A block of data
+--

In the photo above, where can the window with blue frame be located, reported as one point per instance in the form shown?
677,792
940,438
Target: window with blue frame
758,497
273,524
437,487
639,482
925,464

+--

PROBLEM TO WORK ON
Please copy out every line above, requests included, rescaling each coordinate in the answers by 2.15 and rounding to the nearest whole number, with halves rounded up. Leave the numbers in the requests and their format samples as they are.

TASK RESPONSE
In the photo above, where can the window with blue frame be located, reported as one point per instance in the form shown?
677,792
940,438
Target: window with blue frame
1630,1069
587,1127
940,1047
1374,1036
1989,998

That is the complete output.